== EXERCISE INSTRUCTIONS ==
Pick out every line of the material below that contains the word "absolute" and copy each one in full.

++++ GIVEN ENTRIES

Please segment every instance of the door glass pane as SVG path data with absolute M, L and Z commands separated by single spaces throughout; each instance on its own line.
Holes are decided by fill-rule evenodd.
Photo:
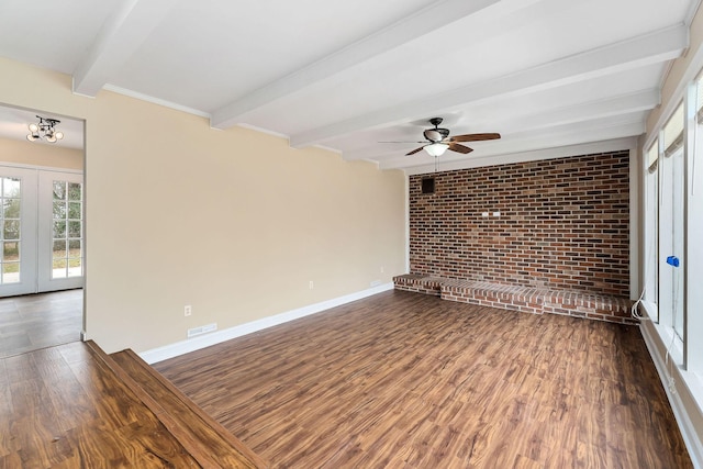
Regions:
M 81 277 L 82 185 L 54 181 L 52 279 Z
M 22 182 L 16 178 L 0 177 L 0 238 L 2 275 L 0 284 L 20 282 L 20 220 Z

++++++++
++++ GIVEN ENTRIES

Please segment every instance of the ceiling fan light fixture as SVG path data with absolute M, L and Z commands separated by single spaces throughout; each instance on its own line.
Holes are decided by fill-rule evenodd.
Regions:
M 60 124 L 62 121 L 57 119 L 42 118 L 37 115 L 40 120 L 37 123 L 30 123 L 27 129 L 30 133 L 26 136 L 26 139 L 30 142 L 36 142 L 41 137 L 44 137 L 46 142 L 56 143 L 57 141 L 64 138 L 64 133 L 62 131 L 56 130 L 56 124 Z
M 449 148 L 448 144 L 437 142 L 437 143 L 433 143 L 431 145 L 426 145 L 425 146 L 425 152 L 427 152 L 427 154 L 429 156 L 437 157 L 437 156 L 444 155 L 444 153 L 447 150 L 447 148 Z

++++++++

== FINAL ANSWER ==
Please segment every instance of the door glass pane as SVG path data with absolute M, L and Z commands separated by single spaces throughout; each instance on its own line.
Please segment every instance of the ceiling fan light fixture as SVG path data with absolute M, L and Z commands separated by single spaces throughout; each instance on its own line.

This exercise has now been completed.